## STATED GOAL
Set down each entry from the block beneath, exactly as written.

##########

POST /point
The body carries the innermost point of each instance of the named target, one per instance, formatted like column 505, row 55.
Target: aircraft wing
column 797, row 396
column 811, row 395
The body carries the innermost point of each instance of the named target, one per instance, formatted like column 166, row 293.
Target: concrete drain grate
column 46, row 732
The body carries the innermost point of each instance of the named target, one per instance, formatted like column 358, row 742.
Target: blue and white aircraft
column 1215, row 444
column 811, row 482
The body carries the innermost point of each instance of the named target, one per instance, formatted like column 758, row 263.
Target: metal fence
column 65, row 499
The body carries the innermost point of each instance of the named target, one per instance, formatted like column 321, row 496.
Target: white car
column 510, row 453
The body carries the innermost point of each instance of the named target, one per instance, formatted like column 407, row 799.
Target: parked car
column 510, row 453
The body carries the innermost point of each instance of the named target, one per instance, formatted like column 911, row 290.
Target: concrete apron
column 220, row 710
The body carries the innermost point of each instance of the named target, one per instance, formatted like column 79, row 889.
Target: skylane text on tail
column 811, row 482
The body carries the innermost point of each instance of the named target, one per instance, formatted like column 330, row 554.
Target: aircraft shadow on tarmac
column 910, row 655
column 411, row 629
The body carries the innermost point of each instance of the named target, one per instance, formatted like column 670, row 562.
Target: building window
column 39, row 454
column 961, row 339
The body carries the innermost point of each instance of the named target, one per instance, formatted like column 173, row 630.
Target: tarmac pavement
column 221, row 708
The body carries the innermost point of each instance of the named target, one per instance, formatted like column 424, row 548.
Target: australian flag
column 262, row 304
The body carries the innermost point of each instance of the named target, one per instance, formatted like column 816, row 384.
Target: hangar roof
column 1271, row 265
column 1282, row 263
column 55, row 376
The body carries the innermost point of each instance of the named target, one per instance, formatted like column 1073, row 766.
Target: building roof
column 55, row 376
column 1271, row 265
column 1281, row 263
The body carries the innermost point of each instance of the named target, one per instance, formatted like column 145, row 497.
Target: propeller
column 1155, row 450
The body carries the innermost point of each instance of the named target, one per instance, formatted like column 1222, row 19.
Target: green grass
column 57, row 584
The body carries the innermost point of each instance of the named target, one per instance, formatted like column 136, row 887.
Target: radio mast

##########

## THE ANSWER
POST /point
The body carries the innermost point of each instance of the named target, one per instance, formatted like column 505, row 55.
Target: aircraft wing
column 797, row 396
column 811, row 395
The body carries the innermost point of each instance of the named target, one per instance, formatted like column 166, row 293.
Target: concrete drain grate
column 46, row 732
The body carries the innermost point of each instance of the named target, one per instance, formatted like column 358, row 742.
Target: blue and white aircraft
column 1215, row 444
column 811, row 482
The body carries the innermost point of each instance of the named target, one per instance, formatted like column 758, row 263.
Target: metal fence
column 65, row 499
The body carries the innermost point of each instance of the named target, one per instance, formatted like column 321, row 496.
Target: white car
column 510, row 453
The body carries the innermost point of each instance of the named target, one per instance, formatted like column 407, row 799.
Target: parked car
column 510, row 453
The body carries the innermost point of each instance of the named target, one per instance, formatted like column 911, row 290.
Target: concrete apron
column 220, row 710
The body carries the innermost point of each instance of the named target, one per instance, formatted like column 79, row 889.
Target: skylane text on tail
column 811, row 482
The body carries the innermost point of each instance of the named target, one per instance, formatted like column 330, row 554.
Target: aircraft shadow on tarmac
column 910, row 655
column 411, row 629
The body carries the innermost point of each instance of the named target, one per instance, formatted like column 670, row 562.
Target: building window
column 39, row 454
column 961, row 339
The body carries the innermost point of each instance of the named target, one per instance, formatted like column 173, row 630.
Target: tarmac pavement
column 221, row 708
The body carries the innermost point of each instance of the named target, one per instance, formatted like column 424, row 548.
Target: australian flag
column 262, row 304
The body carries the innermost point of each instance of the named target, one per instance, formatted like column 816, row 384.
Target: hangar roof
column 1271, row 265
column 1282, row 263
column 55, row 376
The body carries the innermost point of each instance of the named target, one per instance, formatted like column 1073, row 766.
Target: building roof
column 55, row 376
column 1271, row 265
column 1281, row 263
The body carries the innermost point of each instance of the named target, one per instance, formatted like column 145, row 497.
Target: propeller
column 1155, row 450
The body carries the innermost point of each instance of the named target, one per instance, formatted like column 1222, row 19.
Target: green grass
column 57, row 584
The body carries the innermost point of each instance of the named target, one per instance, formatted like column 136, row 887.
Target: radio mast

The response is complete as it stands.